**Texto de origem**
******************************

Um ensinamento rigoroso e decidido, permeado de alegria



do cardeal Georges Cottier, O.P.



Quando, em 19 de abril de 2005, o cardeal Joseph Ratzinger é chamado à cátedra de Pedro, tem às suas costas uma obra teológica imponente, certamente uma das mais amplas e significativas do nosso tempo.
Sem dúvida, essa obra representa uma preparação idônea, disposta pela Providência, à sucessão de João Paulo II, um Papa de uma estatura humana e espiritual excepcional. Nessa sucessão, todos percebemos que estávamos vivendo um momento favorável, um kairós na vida da Igreja de Cristo.
O aniversário de Bento XVI nos oferece a oportunidade de meditar sobre o significado desse kairós e, assim, ouvir o que o Espírito diz à Igreja.
O próprio Bento XVI, considerando o testemunho de João Paulo II, afirma que seu predecessor nos deixa “uma Igreja mais corajosa, mais livre, mais jovem. Uma Igreja que, segundo o seu ensinamento e exemplo, olha com serenidade para o passado e não tem medo do futuro” (Mensagem de 20 de abril de 2005). O tema se encontra desenvolvido na liturgia de 24 de abril seguinte.

******************************

**Registros de dados**
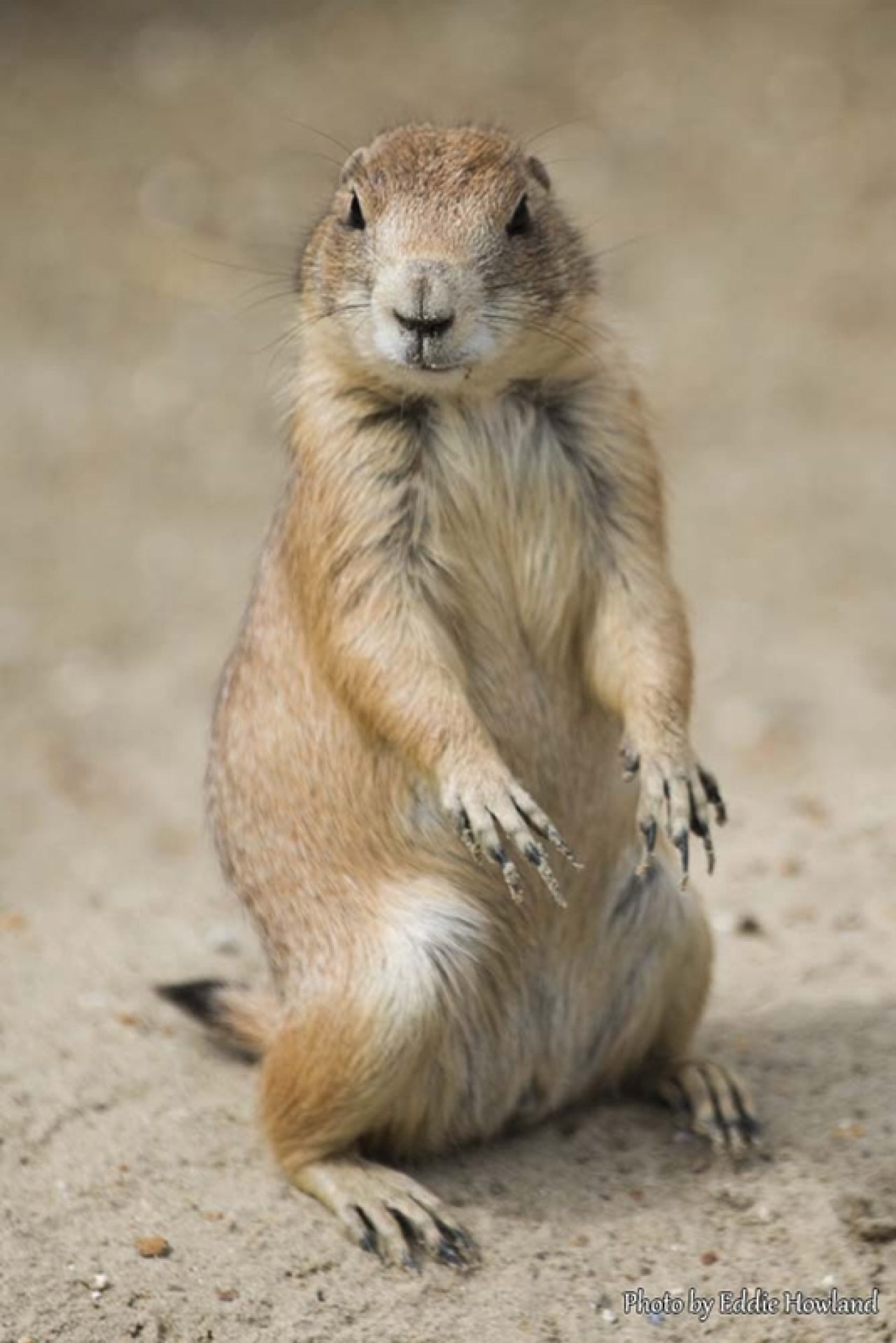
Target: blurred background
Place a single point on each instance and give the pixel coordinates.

******************************

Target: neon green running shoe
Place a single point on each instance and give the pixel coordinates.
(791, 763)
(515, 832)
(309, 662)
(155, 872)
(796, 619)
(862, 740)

******************************

**Tarefa pedida**
Por favor, segundo o texto sobre Bento XVI, em que data o cardeal Joseph Ratzinger foi chamado à cátedra de Pedro?

**Resposta escrita**
Em 19 de abril de 2005.